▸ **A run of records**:
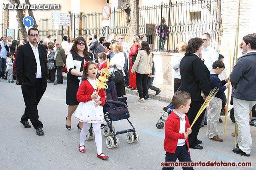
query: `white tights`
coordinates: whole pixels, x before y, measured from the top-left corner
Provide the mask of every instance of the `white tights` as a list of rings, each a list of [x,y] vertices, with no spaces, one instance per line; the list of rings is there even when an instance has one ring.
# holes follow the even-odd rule
[[[91,123],[86,122],[83,122],[84,127],[81,131],[80,133],[80,146],[84,145],[84,140],[87,135],[87,132],[91,127]],[[102,153],[102,137],[101,136],[101,131],[100,131],[100,125],[101,122],[97,123],[92,123],[92,127],[95,136],[95,143],[97,147],[97,152],[99,155]],[[84,147],[81,147],[80,149],[83,149]],[[101,155],[103,156],[102,154]]]

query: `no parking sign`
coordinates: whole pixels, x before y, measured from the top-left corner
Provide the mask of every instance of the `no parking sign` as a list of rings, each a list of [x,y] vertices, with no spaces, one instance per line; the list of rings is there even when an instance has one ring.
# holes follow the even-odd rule
[[[103,20],[108,20],[110,15],[111,12],[110,6],[108,3],[105,3],[103,5],[102,13]]]

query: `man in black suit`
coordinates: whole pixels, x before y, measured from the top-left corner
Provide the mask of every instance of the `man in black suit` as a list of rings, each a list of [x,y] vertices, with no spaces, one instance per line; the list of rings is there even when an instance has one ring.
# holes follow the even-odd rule
[[[104,46],[103,44],[107,42],[106,41],[105,37],[101,37],[100,38],[100,45],[96,48],[95,50],[95,55],[97,57],[97,55],[100,53],[104,53]]]
[[[38,105],[46,89],[47,59],[44,47],[37,44],[38,30],[28,30],[28,43],[19,48],[16,58],[16,72],[21,85],[26,106],[21,123],[24,127],[30,128],[29,119],[38,135],[44,135],[43,124],[38,119]]]
[[[99,41],[97,39],[97,34],[92,34],[92,42],[91,44],[91,45],[89,47],[89,49],[90,52],[92,53],[93,55],[94,58],[94,61],[96,63],[98,63],[98,58],[96,55],[95,55],[95,51],[96,50],[96,48],[99,45]]]
[[[206,97],[203,98],[202,97],[201,91],[207,96],[212,88],[210,72],[202,59],[201,51],[203,43],[200,38],[190,39],[185,56],[180,63],[181,90],[189,92],[191,96],[190,108],[186,114],[190,125],[194,120],[204,100],[206,99]],[[201,114],[192,127],[192,133],[188,136],[190,148],[203,149],[203,147],[198,145],[202,142],[197,139],[197,136],[203,117],[204,114]]]

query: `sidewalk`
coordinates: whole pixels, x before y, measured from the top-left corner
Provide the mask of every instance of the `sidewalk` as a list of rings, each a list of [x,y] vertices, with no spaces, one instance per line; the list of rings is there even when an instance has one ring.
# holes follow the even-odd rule
[[[57,74],[56,74],[57,75]],[[63,79],[67,79],[67,73],[62,72]],[[161,90],[161,92],[157,96],[155,96],[156,92],[150,89],[148,89],[148,94],[150,99],[154,99],[168,103],[170,103],[172,96],[174,94],[173,86],[168,84],[153,84],[153,85]],[[133,95],[138,96],[139,97],[139,94],[138,90],[130,90],[130,89],[125,88],[125,92],[127,94],[132,94]]]

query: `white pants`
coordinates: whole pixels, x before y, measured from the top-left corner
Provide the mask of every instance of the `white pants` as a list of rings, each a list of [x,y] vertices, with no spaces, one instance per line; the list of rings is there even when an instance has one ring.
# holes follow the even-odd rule
[[[206,131],[206,137],[209,138],[212,138],[218,135],[217,124],[220,119],[222,105],[222,100],[214,96],[209,104]]]
[[[252,137],[250,131],[249,113],[256,101],[248,101],[233,97],[234,111],[238,129],[238,143],[239,149],[247,154],[251,152]]]

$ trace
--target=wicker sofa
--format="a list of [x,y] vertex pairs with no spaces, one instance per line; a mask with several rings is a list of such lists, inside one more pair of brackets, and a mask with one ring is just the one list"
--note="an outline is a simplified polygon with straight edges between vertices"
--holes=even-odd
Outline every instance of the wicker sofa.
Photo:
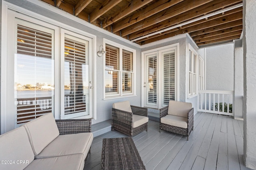
[[131,106],[128,101],[115,103],[112,108],[112,127],[130,136],[148,131],[148,108]]
[[194,108],[191,103],[170,101],[168,106],[160,109],[160,132],[162,129],[182,135],[188,140],[193,129]]
[[1,170],[83,170],[91,120],[57,120],[50,113],[0,136]]

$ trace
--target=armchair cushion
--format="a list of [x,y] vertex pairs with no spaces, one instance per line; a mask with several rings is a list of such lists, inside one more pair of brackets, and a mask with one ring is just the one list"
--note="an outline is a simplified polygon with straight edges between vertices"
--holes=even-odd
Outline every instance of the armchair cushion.
[[132,115],[132,128],[138,127],[141,125],[147,123],[148,117],[139,115]]
[[113,108],[130,113],[132,112],[128,101],[115,103],[113,104]]
[[170,100],[168,114],[188,117],[188,113],[192,108],[192,104]]
[[188,119],[180,116],[167,115],[160,119],[162,123],[166,124],[171,126],[187,129]]

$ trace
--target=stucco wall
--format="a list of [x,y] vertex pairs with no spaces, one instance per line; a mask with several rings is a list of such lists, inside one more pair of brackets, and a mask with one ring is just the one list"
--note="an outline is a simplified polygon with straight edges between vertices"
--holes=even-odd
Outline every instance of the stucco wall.
[[206,48],[206,58],[205,90],[233,90],[233,44]]
[[242,41],[234,43],[234,118],[243,120],[244,70]]
[[256,170],[256,3],[243,3],[244,158],[247,167]]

▸ **Challenge**: Copy out all the data exactly; skip the pictures.

▸ **Solution to this problem**:
query: `white tights`
coordinates: whole pixels, x before y, measured from the top-left corner
Provide the mask of every instance of the `white tights` as a list of rings, each a list of [x,y] vertices, with no spaces, one instance per line; the list of rings is there even when an instance has one ring.
# holes follow the even-odd rule
[[[91,123],[86,122],[83,122],[84,127],[81,131],[80,133],[80,146],[84,145],[84,140],[87,135],[87,132],[91,127]],[[102,153],[102,137],[101,136],[101,131],[100,131],[100,125],[101,122],[97,123],[92,123],[92,127],[95,136],[95,143],[97,147],[97,152],[99,155]],[[84,147],[81,147],[80,149],[83,149]],[[101,155],[103,156],[102,154]]]

query: `no parking sign`
coordinates: whole pixels, x before y, measured from the top-left corner
Provide the mask of every instance of the `no parking sign` as a list of rings, each a list of [x,y] vertices, with no spaces, one instance per line; the list of rings is there even when an instance has one ring.
# holes follow the even-odd rule
[[[103,20],[108,20],[110,15],[111,12],[110,6],[108,3],[105,3],[103,5],[102,13]]]

query: `man in black suit`
coordinates: whole pixels, x before y, measured from the top-left corner
Provide the mask of every instance of the `man in black suit` as a list of rings, each a list of [x,y] vertices, with no spaces, one instance per line; the list of rings is there even when an instance has one ring.
# holes follow the even-odd rule
[[[104,46],[103,44],[107,42],[106,41],[105,37],[101,37],[100,38],[100,45],[96,48],[95,50],[95,55],[97,57],[97,55],[100,53],[104,53]]]
[[[38,105],[46,89],[47,59],[44,47],[37,44],[38,30],[28,30],[28,43],[19,48],[16,58],[16,72],[21,85],[26,106],[21,123],[24,127],[30,128],[29,119],[38,135],[44,135],[43,124],[38,119]]]
[[[99,41],[97,39],[97,34],[92,34],[92,42],[91,44],[91,45],[89,47],[89,49],[90,52],[92,53],[93,55],[94,58],[94,61],[96,63],[98,63],[98,58],[96,55],[95,55],[95,51],[96,50],[96,48],[99,45]]]
[[[206,97],[203,98],[202,97],[201,91],[207,96],[212,88],[210,72],[202,59],[201,51],[203,43],[200,38],[190,39],[185,56],[180,63],[181,90],[189,92],[191,96],[190,108],[186,114],[190,125],[194,120],[204,100],[206,99]],[[201,114],[192,127],[192,133],[188,136],[190,148],[203,149],[203,147],[198,145],[202,142],[197,139],[197,136],[203,117],[204,114]]]

query: `sidewalk`
coordinates: whole pixels, x before y, measured from the top-left corner
Provide the mask of every instance of the `sidewalk` as a list of rings, each a list of [x,y] vertices, with no spaces, one instance per line; the list of rings is there even when an instance has one ring.
# holes follow the even-odd rule
[[[57,74],[56,74],[57,75]],[[63,79],[67,79],[67,73],[62,72]],[[161,90],[161,92],[157,96],[155,96],[156,92],[150,89],[148,89],[148,94],[150,99],[154,99],[168,103],[170,103],[172,96],[174,94],[173,86],[168,84],[153,84],[153,85]],[[133,95],[138,96],[139,97],[139,94],[138,90],[130,90],[130,89],[125,88],[125,92],[127,94],[132,94]]]

query: `white pants`
coordinates: whole pixels, x before y, measured from the top-left corner
Provide the mask of every instance of the `white pants` as a list of rings, each a list of [x,y] vertices, with no spaces, one instance per line; the list of rings is there even when an instance has one ring.
# holes follow the even-odd rule
[[[206,131],[206,137],[209,138],[212,138],[218,135],[217,124],[220,119],[222,105],[222,100],[214,96],[209,104]]]
[[[252,137],[250,131],[249,113],[256,101],[248,101],[233,97],[234,111],[238,129],[238,143],[239,149],[247,154],[251,152]]]

$ trace
--target=wicker sofa
--format="a list of [x,y] vertex pairs with no spaces, one instance per line; a mask with several rings is a list of such lists, inside one more pair of brackets, and a mask with one ring is just the one list"
--note="an outline is a simplified polygon with straight edges between vertices"
--holes=even-odd
Outline every instance of the wicker sofa.
Photo:
[[131,106],[128,101],[115,103],[112,108],[112,127],[130,136],[148,131],[148,108]]
[[194,108],[191,103],[170,101],[168,106],[160,109],[160,132],[162,129],[182,135],[188,140],[193,129]]
[[1,170],[83,170],[91,120],[57,120],[50,113],[0,136]]

$ trace
--target=armchair cushion
--format="a list of [x,y] vertex pairs with no spaces, one instance per line; a mask with several rings is a list of such lists, inside one more pair of brackets, and a mask with one ring is just the one list"
--note="an outline is a simplified polygon with straight edges between vertices"
--holes=even-odd
Outline every instance of the armchair cushion.
[[132,115],[132,128],[138,127],[141,125],[147,123],[148,117],[139,115]]
[[113,108],[130,113],[132,112],[128,101],[115,103],[113,104]]
[[170,100],[168,114],[188,117],[188,113],[192,108],[192,104]]
[[188,119],[180,116],[167,115],[160,119],[162,123],[166,124],[171,126],[187,129]]

$ trace
--target=stucco wall
--format="a list of [x,y] vertex pairs with no spaces, one instance per line; a mask with several rings is a list of such lists, inside one more pair of brackets, and a mask with one ring is just the one list"
--note="an outline is a simplified polygon with straight edges between vertices"
--holes=even-odd
Outline every instance of the stucco wall.
[[206,48],[206,58],[205,90],[233,90],[233,44]]
[[242,41],[234,43],[234,118],[243,120],[244,70]]
[[256,170],[256,3],[243,3],[244,158],[247,167]]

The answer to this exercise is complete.